**Passage provided:**
★ ★ ★ ★

So the stories about his adventures on the Isthmus of Corinth start with his being required to wrestle and kill the previous king of Eleusis - in mythology he's a bandit called Kerkyon, in the novel Kerkyon is the king's title, and when Theseus has defeated his predecessor he is Kerkyon.
This Theseus is cocky, assertive and likes women, plural. He falls in love, but that doesn't mean he's not going to sleep with captive women. It's one of the things a man does, as far as he is concerned. He doesn't mistreat them, though. He respects the gods of wherever he is, including the Goddess, but he's patriarchal to the core.
When he goes to Crete, he becomes close with his team, closer than siblings, and as their chosen leader he feels the same responsibility as he would for a kingdom.
To be honest, I wouldn't want to be married to this Theseus - he would insist on his right not only to sleep with whoever he wanted but have them around the palace - not mistresses, but women who do the housework and come to his bed when required.
But I would be more than happy to have him for my ruler. I'd feel safe. He would always put his subjects first.
This reread picked up a few things that I hadn't noticed last time I read it(not that long ago!) One was that there's a reference to the Thera explosion. The island is called Kalliste at the time, but it's Thera all right. There's a suggestion that this explains the earthquake that knocked out Knossos. I really must go back and reread that story!
Now I'm trying to decide if I'm going to reread The Bull From The Sea, which picks up just after the first novel and is, in a way, the second half of one book. It's so sad... Later, perhaps.

★ ★ ★ ★

**Data extract:**
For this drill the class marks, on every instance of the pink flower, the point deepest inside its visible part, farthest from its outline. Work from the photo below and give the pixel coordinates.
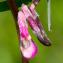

★ ★ ★ ★

**Prompt:** Render this sentence from the passage about Theseus in Spanish: "When he goes to Crete, he becomes close with his team, closer than siblings, and as their chosen leader he feels the same responsibility as he would for a kingdom."

**Reply to the task:** Cuando va a Creta, se une estrechamente a su equipo, más que unos hermanos, y como su líder elegido siente la misma responsabilidad que sentiría por un reino.